The data below:

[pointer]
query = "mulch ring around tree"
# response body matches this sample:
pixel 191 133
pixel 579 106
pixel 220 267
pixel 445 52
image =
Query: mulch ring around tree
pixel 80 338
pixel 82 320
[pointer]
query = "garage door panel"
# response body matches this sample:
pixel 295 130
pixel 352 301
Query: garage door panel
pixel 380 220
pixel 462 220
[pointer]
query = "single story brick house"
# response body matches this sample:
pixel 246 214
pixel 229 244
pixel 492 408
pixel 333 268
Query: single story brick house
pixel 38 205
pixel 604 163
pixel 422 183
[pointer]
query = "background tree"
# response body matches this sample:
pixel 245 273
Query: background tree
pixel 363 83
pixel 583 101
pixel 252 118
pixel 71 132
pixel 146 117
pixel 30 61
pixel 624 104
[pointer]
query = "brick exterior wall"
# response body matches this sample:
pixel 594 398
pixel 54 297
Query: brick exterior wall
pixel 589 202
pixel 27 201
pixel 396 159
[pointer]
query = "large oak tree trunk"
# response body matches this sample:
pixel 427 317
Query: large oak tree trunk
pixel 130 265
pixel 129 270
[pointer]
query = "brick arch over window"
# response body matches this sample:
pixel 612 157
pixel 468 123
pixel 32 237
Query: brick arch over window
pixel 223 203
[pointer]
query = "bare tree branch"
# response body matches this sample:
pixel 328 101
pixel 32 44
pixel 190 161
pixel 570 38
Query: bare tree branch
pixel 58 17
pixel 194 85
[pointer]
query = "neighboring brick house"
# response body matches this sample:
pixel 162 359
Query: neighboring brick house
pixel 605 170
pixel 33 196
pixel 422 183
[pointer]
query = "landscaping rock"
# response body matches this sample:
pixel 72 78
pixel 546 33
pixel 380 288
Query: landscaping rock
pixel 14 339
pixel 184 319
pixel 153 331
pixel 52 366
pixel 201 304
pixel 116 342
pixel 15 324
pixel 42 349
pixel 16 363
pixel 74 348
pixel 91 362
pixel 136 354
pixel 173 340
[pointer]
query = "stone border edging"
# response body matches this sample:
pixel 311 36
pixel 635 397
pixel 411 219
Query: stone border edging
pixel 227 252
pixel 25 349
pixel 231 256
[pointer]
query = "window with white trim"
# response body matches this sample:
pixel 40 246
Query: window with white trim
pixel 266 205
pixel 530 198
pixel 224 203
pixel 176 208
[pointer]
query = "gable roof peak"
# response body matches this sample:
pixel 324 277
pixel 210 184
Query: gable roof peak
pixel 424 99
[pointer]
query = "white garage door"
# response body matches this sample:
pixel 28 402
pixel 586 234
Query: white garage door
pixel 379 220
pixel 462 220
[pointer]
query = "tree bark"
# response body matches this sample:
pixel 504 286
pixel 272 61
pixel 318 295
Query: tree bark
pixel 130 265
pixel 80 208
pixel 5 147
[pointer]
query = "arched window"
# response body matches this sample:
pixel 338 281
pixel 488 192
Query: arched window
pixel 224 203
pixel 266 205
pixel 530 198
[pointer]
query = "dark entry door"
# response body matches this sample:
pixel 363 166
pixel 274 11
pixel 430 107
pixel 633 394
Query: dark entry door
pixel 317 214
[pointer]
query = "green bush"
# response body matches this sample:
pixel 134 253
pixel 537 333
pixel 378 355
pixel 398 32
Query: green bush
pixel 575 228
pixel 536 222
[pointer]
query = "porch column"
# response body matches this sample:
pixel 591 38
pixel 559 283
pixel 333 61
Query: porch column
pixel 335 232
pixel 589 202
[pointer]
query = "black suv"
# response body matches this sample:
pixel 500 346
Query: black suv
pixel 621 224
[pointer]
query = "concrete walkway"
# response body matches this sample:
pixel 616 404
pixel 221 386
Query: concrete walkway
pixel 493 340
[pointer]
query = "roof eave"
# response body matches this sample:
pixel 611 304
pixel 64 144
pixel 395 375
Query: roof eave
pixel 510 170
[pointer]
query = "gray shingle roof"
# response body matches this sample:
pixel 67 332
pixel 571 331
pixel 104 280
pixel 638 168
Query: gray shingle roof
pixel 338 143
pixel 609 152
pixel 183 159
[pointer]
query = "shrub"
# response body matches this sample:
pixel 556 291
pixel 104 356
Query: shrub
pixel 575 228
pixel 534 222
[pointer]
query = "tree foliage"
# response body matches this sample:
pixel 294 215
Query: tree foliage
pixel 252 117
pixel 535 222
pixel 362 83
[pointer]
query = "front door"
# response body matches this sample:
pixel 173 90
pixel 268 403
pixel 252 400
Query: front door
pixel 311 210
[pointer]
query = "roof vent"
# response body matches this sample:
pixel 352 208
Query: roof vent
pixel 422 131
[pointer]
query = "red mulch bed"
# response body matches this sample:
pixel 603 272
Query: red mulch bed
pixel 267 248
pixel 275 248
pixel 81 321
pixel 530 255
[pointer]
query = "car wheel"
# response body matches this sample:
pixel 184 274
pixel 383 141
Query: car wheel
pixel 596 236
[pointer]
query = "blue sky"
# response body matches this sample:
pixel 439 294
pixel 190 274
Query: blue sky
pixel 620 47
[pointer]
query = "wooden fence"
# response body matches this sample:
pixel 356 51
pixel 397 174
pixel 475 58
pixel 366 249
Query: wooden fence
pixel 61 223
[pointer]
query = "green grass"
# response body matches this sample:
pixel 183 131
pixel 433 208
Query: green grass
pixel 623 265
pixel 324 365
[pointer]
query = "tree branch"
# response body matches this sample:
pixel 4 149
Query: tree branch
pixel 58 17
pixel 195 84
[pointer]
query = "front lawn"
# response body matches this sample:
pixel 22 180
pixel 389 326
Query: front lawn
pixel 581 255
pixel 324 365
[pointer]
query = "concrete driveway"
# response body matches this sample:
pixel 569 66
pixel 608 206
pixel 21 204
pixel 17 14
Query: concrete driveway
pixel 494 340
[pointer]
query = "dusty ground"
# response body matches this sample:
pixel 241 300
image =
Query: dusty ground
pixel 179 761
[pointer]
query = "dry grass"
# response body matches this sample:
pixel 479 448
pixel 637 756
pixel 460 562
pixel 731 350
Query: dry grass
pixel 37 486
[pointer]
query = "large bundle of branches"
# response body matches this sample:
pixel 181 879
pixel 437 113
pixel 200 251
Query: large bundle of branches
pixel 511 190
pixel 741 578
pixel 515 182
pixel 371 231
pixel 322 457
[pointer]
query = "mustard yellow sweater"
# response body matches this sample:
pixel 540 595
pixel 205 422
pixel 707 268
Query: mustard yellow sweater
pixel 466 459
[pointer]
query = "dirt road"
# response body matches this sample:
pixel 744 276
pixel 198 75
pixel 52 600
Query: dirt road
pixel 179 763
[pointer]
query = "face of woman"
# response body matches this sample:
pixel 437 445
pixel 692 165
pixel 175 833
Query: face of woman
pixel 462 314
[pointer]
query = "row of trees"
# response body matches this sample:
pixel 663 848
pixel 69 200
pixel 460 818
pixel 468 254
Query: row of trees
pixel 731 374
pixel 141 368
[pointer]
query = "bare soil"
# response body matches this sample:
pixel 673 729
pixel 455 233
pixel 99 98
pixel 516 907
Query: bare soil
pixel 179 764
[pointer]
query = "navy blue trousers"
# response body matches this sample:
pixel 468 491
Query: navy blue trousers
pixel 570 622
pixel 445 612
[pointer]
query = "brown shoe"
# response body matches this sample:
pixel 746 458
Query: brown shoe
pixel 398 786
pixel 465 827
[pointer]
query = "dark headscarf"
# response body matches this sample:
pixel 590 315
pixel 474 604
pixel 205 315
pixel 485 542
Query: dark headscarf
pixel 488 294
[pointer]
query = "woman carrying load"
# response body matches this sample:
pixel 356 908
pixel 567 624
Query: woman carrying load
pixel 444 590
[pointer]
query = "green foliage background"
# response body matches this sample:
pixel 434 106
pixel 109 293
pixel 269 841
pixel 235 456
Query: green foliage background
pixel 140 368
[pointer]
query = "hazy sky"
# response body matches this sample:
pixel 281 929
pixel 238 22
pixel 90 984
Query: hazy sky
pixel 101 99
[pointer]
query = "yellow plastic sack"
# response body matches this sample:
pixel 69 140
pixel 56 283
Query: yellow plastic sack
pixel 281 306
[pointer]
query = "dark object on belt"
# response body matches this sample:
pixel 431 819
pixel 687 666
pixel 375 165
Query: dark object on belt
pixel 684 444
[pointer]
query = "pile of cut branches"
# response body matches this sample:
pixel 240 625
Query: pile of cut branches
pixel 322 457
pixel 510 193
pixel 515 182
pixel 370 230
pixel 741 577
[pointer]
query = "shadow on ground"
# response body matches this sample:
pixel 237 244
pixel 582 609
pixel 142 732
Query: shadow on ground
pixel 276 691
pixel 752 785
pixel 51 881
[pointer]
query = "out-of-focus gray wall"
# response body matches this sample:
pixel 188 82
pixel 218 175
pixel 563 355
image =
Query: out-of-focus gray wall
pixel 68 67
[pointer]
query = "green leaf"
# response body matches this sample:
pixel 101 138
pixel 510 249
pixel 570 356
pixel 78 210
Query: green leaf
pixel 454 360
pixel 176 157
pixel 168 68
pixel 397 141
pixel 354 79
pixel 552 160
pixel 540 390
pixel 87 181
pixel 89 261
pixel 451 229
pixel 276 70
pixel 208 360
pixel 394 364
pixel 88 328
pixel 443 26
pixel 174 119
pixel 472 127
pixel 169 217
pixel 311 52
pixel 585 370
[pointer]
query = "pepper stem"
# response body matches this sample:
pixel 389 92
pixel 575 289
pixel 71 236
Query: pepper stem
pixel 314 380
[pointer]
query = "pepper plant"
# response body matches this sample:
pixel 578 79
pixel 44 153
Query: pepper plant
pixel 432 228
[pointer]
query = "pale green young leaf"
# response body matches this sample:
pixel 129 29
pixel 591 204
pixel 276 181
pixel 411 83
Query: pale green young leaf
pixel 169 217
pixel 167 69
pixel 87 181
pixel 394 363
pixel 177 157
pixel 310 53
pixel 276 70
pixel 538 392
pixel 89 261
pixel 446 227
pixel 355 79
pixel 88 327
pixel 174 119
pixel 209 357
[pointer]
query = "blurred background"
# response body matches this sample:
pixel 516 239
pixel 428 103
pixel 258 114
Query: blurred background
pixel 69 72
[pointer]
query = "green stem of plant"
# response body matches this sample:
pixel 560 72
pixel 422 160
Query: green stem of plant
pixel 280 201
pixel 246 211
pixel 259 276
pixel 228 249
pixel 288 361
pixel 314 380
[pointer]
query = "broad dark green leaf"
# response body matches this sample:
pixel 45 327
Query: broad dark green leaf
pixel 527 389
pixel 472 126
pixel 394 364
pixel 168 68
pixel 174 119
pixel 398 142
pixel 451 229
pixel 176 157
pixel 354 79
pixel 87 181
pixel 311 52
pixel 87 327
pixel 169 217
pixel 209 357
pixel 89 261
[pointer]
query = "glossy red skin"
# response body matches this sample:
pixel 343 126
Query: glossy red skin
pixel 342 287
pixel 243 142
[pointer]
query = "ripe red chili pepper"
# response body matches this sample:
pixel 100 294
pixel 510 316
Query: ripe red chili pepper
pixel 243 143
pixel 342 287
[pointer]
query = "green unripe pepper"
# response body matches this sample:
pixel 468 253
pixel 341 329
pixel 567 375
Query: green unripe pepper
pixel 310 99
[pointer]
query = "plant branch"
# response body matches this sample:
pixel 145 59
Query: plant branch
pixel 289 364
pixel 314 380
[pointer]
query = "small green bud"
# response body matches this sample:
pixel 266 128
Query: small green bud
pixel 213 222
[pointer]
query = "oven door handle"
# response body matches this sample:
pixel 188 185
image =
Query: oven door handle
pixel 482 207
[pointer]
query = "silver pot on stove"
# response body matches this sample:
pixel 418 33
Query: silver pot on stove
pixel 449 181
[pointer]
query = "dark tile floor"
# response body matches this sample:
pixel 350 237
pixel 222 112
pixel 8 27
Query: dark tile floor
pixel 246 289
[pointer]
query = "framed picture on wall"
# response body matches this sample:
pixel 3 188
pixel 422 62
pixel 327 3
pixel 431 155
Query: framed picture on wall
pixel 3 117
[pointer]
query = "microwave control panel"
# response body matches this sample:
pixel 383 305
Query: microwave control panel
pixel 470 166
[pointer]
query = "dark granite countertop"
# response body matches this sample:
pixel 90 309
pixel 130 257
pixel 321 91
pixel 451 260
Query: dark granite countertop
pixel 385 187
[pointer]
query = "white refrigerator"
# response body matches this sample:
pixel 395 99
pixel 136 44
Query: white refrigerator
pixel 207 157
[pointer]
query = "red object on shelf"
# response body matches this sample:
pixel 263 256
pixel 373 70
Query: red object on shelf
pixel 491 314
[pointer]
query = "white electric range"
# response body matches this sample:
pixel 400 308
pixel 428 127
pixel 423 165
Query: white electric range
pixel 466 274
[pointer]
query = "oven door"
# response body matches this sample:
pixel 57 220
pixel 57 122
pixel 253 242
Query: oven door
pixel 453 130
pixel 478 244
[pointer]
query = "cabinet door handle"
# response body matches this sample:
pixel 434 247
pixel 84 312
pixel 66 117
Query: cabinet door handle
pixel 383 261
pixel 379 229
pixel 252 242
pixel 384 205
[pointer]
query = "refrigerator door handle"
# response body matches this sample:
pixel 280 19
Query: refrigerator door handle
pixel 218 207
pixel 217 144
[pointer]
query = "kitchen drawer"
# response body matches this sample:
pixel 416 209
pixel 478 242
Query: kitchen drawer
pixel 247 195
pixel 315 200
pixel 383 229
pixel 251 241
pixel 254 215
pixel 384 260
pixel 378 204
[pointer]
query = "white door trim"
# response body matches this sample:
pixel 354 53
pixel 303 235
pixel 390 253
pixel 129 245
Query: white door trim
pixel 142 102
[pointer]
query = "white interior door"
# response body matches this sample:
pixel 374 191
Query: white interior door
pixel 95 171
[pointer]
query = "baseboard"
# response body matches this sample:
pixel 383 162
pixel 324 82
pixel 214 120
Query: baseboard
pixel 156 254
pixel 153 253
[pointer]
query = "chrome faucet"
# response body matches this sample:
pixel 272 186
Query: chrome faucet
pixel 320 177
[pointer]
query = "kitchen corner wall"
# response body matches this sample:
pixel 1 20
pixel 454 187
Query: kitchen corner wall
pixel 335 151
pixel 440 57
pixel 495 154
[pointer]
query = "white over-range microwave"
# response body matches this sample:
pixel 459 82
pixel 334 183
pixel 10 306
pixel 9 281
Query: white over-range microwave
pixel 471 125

End of The data.

*Task*:
Set down, from the entries above, exactly the lines from the one with "Query: window with white trim" up to and including the one with "pixel 252 400", and no other lines.

*Answer for this exercise*:
Query: window with white trim
pixel 266 205
pixel 530 198
pixel 224 203
pixel 176 208
[pointer]
query = "gable roof peak"
# response body matches this sample:
pixel 324 277
pixel 210 184
Query: gable roof peak
pixel 424 99
[pointer]
query = "white garage door"
# response body matches this sample:
pixel 28 402
pixel 586 234
Query: white garage door
pixel 379 220
pixel 462 220
[pointer]
query = "tree bark"
# response body matches this sample:
pixel 504 286
pixel 272 61
pixel 318 295
Query: tree bark
pixel 130 265
pixel 80 208
pixel 5 147
[pointer]
query = "arched window"
# response body matches this sample:
pixel 338 281
pixel 488 192
Query: arched window
pixel 224 203
pixel 266 205
pixel 530 198
[pointer]
query = "dark entry door"
# response body matches this sample:
pixel 363 166
pixel 274 11
pixel 430 107
pixel 633 394
Query: dark entry door
pixel 317 214
[pointer]
query = "green bush"
# response body matches this sample:
pixel 134 253
pixel 537 333
pixel 378 355
pixel 398 32
Query: green bush
pixel 575 228
pixel 536 222
[pointer]
query = "porch column"
# response body matches this sample:
pixel 591 38
pixel 559 283
pixel 333 61
Query: porch column
pixel 335 232
pixel 589 202
[pointer]
query = "black suv"
# response body matches this sample:
pixel 500 346
Query: black suv
pixel 621 224
[pointer]
query = "concrete walkway"
# response body matches this sample:
pixel 616 404
pixel 221 386
Query: concrete walkway
pixel 493 340
[pointer]
query = "roof eave"
# response body matches this sample:
pixel 611 304
pixel 64 144
pixel 395 375
Query: roof eave
pixel 510 170
[pointer]
query = "gray shingle roof"
# response body matches this sample:
pixel 67 332
pixel 571 331
pixel 104 280
pixel 638 168
Query: gray shingle roof
pixel 338 143
pixel 609 152
pixel 183 159
[pointer]
query = "shrub"
# response body matches this sample:
pixel 556 291
pixel 104 356
Query: shrub
pixel 575 228
pixel 534 222
[pointer]
query = "tree foliage"
# response body matches this sample:
pixel 294 215
Query: tree foliage
pixel 252 117
pixel 535 222
pixel 362 83
[pointer]
query = "front door"
# response body matches this sample:
pixel 173 90
pixel 268 403
pixel 252 400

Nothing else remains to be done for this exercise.